▶ _Direction_
Produce a verbatim transcription of the records below, beginning at the line containing "Spot the distant forest, then" and ending at the final line; include only those lines.

==== Provided information

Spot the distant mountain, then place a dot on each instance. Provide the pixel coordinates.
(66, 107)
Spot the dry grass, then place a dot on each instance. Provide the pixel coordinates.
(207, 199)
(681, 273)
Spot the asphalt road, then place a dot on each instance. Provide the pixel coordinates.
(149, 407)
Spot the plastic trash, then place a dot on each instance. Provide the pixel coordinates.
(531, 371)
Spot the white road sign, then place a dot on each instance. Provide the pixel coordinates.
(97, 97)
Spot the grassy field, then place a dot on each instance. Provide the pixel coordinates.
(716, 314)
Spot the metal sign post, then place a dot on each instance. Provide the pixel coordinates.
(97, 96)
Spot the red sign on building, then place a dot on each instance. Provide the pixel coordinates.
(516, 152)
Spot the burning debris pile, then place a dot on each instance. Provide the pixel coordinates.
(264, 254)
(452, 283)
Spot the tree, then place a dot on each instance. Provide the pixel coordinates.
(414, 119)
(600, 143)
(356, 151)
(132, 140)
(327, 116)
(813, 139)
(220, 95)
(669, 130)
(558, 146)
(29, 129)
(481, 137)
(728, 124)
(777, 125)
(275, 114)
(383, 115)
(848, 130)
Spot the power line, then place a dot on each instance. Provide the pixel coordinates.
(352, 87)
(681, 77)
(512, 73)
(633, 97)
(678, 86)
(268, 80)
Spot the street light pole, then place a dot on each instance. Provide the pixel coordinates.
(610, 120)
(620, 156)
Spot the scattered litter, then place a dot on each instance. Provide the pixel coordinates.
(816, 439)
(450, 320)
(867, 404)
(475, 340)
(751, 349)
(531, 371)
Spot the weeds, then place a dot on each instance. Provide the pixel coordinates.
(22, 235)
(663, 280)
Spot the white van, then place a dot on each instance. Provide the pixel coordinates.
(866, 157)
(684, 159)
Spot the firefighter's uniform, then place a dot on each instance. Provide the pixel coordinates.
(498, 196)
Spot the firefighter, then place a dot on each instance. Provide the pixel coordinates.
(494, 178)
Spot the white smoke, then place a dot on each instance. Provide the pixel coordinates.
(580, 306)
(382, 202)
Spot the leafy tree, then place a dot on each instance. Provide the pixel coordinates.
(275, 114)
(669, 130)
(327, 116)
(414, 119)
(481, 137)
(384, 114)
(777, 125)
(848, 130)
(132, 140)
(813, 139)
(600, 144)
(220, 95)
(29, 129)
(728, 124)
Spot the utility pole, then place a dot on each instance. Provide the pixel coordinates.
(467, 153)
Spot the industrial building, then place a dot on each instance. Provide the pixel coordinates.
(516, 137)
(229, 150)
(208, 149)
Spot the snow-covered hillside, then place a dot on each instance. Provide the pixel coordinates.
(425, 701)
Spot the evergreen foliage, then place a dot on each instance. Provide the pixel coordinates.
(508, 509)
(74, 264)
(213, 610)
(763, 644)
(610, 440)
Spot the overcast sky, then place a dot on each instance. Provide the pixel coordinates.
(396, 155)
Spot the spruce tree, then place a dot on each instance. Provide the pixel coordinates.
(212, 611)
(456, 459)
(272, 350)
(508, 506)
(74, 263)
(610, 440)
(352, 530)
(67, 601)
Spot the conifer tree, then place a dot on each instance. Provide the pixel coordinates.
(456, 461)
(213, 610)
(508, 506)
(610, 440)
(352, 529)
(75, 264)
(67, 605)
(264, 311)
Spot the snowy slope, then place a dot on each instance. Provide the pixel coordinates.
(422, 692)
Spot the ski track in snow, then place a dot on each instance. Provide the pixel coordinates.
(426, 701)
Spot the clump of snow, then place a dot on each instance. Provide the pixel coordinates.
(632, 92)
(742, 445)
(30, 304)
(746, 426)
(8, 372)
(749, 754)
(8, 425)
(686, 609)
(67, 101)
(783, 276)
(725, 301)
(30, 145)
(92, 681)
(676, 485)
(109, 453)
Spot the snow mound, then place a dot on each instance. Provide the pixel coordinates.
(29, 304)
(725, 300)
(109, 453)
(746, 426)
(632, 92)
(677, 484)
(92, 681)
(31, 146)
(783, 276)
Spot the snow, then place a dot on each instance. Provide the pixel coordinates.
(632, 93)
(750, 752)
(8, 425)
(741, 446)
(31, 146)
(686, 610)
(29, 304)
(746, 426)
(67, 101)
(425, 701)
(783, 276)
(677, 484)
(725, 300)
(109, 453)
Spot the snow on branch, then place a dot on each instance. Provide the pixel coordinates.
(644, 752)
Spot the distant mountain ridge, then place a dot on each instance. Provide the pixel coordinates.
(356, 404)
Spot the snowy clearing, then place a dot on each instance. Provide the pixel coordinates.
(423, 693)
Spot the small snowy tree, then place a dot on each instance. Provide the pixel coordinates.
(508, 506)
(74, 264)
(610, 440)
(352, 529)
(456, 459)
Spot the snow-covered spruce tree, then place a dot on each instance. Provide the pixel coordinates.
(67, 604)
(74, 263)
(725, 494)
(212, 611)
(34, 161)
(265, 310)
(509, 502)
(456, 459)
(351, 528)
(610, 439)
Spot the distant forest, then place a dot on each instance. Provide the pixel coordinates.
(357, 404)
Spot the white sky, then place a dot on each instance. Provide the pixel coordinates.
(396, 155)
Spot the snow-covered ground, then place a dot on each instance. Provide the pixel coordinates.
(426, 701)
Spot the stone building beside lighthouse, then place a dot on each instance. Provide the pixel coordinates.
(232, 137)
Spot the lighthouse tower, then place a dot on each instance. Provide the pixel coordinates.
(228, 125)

========

▶ _Final answer_
Spot the distant forest, then place a dot on each instance. Provide the pixel coordinates.
(357, 404)
Spot the white sky, then place a dot on each instance. Provide the pixel coordinates.
(396, 155)
Spot the snow-covered ground, then place a dot on each instance. Provide the pixel coordinates.
(426, 701)
Spot the stone building beside lighthouse, then place a dot on each instance. Provide the pixel coordinates.
(232, 137)
Spot the lighthouse tower, then place a dot on each instance. Provide the pixel coordinates.
(228, 125)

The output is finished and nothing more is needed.